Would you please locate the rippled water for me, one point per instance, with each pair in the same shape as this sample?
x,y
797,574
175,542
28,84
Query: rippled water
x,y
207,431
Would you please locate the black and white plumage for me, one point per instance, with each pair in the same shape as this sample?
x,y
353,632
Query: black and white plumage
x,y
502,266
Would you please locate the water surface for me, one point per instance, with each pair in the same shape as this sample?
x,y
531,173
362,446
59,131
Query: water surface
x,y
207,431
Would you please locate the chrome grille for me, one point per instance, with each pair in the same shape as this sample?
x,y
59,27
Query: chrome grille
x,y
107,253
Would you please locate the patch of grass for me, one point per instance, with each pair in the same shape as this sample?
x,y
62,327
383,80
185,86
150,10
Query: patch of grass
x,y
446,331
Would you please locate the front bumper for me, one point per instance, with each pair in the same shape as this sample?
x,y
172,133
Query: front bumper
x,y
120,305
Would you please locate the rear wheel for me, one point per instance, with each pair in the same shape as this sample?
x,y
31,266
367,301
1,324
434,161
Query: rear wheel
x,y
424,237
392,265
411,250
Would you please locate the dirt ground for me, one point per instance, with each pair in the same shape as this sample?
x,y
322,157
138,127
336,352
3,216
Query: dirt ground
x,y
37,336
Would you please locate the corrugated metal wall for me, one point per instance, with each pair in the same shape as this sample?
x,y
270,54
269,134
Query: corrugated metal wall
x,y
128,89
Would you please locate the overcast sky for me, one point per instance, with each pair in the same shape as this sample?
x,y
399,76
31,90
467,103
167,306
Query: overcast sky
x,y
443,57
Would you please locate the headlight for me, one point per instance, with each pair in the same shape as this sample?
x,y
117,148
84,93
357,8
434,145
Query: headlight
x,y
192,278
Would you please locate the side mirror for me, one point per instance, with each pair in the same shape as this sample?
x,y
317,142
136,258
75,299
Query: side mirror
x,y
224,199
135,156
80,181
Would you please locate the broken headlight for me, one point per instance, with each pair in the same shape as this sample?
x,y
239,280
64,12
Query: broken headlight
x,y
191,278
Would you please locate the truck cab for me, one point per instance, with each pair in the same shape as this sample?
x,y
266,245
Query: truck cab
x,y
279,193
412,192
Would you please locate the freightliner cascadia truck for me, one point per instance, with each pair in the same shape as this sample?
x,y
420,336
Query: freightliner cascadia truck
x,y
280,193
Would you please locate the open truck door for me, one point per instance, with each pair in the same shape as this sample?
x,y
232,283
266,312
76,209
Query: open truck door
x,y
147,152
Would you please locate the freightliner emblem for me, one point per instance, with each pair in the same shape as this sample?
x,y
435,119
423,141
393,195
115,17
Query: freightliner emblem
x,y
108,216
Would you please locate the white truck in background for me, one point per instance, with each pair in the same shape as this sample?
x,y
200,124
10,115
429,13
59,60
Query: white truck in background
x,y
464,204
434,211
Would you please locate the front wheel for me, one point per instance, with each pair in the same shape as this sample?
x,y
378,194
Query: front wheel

* What the exercise asks *
Extract all of the data exactly as written.

* Answer for this exercise *
Would you please locate the rippled water for me, one point per instance, with each pair in the same shape as this sample?
x,y
797,574
175,542
28,84
Query: rippled water
x,y
207,431
Would you please locate the black and white plumage for me, one point per instance, with each pair in the same shape as this sample?
x,y
353,632
Query: black and white plumage
x,y
502,266
Would you please locate the water surface for me, one point per instance, with each pair in the same shape as this sample?
x,y
531,173
362,446
59,131
Query: water surface
x,y
207,431
Would you please locate the chrome grille for me, one point per instance, with each pair in the same shape as this sample?
x,y
59,27
Query: chrome grille
x,y
107,253
Would you please locate the patch of grass for me, one point per instance, with each pair in the same shape as this sample?
x,y
62,327
383,80
185,86
150,10
Query: patch of grass
x,y
446,331
Would you please locate the front bumper for me, one point per instance, with each pair in the same shape as this sample?
x,y
172,133
Query: front bumper
x,y
120,305
Would you please locate the rear wheel for me, one point per instance, with each pair in the same shape as this sample?
x,y
31,266
367,301
1,324
434,161
Query: rear wheel
x,y
424,237
392,265
411,250
Would you please locate the dirt ground for me, one point per instance, with each pair in the same shape as this sample?
x,y
322,157
138,127
336,352
3,216
Query: dirt ground
x,y
37,336
Would you please locate the corrugated metal wall for me, one point per instance, with each pair in the same shape as this sample?
x,y
270,54
269,134
Query: corrugated metal wall
x,y
128,89
Would you please locate the overcast sky for me, one point per instance, with each pair in the same shape as this sample?
x,y
399,76
31,90
467,103
167,306
Query: overcast sky
x,y
443,57
Would you please locate the headlight for me, one point per instance, with each pair in the same shape as this sample?
x,y
117,148
84,93
357,8
434,145
Query: headlight
x,y
192,278
Would you please locate the side mirror for me, one point per instance, with each pair in the same shape as this sample?
x,y
317,142
136,258
75,299
Query: side mirror
x,y
224,199
135,156
80,181
Would you please locate the broken headlight for me, one point per instance, with each pair in the same shape as this sample?
x,y
239,280
64,12
Query: broken headlight
x,y
191,278
Would you please locate the truck cab for me, one point per instance, with each pair in the same shape as this sample?
x,y
266,245
Query: truck cab
x,y
279,193
412,192
Would you please locate the freightliner cascadia truck for me, one point per instance, with each pair in the same shape as this sample?
x,y
420,336
Query: freightliner cascadia truck
x,y
280,193
Would you please locate the open truck door for me, one point per instance, with each pair in the same shape as this sample?
x,y
232,283
266,312
76,209
Query: open truck door
x,y
147,152
Would you please locate the freightliner emblem for me, one point per instance, with each pair in the same shape as this sample?
x,y
435,119
423,141
393,195
115,17
Query: freightliner emblem
x,y
108,216
Would you please locate the white truck in background for me, one point per instance, with each pair in the same shape as this sample?
x,y
200,124
10,115
429,13
59,60
Query: white truck in background
x,y
464,204
434,211
Would you please locate the front wheel for me, one point per instance, with each pair in the same shape as this sample?
x,y
378,194
Query: front wheel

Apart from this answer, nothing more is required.